§ What to do: The records that follow need to be output exactly as they are.

§ Task data:
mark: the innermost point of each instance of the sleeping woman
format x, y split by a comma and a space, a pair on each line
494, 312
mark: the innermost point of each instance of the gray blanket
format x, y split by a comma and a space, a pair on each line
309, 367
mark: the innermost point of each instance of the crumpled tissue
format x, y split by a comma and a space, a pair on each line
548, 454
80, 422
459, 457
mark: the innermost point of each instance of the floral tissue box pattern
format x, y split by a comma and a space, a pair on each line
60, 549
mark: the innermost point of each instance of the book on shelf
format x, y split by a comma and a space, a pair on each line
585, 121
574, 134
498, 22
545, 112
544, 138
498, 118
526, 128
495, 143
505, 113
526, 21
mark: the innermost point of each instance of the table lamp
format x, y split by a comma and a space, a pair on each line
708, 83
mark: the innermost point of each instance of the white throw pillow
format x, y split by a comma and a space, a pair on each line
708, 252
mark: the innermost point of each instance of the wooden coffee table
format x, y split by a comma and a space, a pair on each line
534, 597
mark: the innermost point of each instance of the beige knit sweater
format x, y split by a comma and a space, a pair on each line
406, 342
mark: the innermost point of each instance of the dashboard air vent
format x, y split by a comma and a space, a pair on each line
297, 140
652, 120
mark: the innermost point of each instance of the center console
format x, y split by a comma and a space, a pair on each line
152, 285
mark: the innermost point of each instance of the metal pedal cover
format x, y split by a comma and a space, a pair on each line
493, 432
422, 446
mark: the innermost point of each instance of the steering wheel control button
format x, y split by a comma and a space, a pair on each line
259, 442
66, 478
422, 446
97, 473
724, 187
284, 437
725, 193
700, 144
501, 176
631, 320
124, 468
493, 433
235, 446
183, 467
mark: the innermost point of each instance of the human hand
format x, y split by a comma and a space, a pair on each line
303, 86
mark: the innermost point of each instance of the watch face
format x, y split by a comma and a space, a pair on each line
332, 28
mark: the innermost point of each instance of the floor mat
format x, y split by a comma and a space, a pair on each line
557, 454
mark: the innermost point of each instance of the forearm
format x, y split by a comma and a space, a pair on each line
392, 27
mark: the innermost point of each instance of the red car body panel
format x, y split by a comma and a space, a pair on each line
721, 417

§ Response below:
mark: the innermost point of each instance of the sleeping woman
format x, y split by a comma and a space, a pair on each line
494, 312
mark: the innermost point of each instance of the gray blanket
format x, y split by a comma and a space, a pair on each line
309, 367
mark: the innermost point of each instance of the crumpled tissue
format x, y split by a comma and a space, a pair on each line
548, 454
80, 422
459, 457
mark: the innermost point of each instance of the floral tissue box pattern
format x, y split by a comma and a space, a pair on each line
60, 549
mark: the innermost point of each instance of the book on shelf
format x, y split by a comma and a space, a pair on each line
585, 121
574, 134
498, 22
545, 112
544, 138
498, 118
526, 128
495, 143
505, 113
526, 21
mark: the innermost point of each instance of the table lamp
format x, y split by a comma and a space, a pair on each line
708, 83
mark: the innermost point of each instance of the white throw pillow
format x, y split by a comma and a space, a pair on each line
708, 252
mark: the innermost point of each instance of the wooden coffee table
format x, y split by a comma and a space, a pair on each line
534, 597
mark: the innermost point of each instance of the beige knit sweater
format x, y split by a comma and a space, a pair on each line
406, 342
mark: the innermost point of each instance of the dashboard air vent
format x, y split by a comma and a space, a pair on each line
297, 140
652, 120
mark: the innermost point of each instance of the center console
format x, y split by a comma and a space, a pair on each line
152, 285
mark: the innermost point of each instance of the metal pedal cover
format x, y split by a comma and a space, a pair on each line
493, 432
422, 446
mark: the innermost point of each instance of the steering wheel control button
format x, y split by a comma and a space, a pair on each line
259, 442
66, 478
422, 446
97, 473
724, 187
284, 437
725, 193
700, 144
501, 176
631, 320
124, 468
493, 433
235, 446
183, 467
mark: the innermost point of each instance of the human hand
format x, y split by a comma and a space, a pair on each line
303, 86
mark: the innermost point of each instance of the watch face
format x, y split by a comma and a space, a pair on each line
332, 28
mark: the innermost point of each instance of the floor mat
format x, y split by a comma and a space, a pair on each line
557, 454
mark: the innermost point of each instance of the forearm
format x, y split by a comma and a space, a pair on each line
392, 27
mark: the innermost point of each instance of the red car body panel
format x, y split by a comma and a space, a pair on each line
721, 417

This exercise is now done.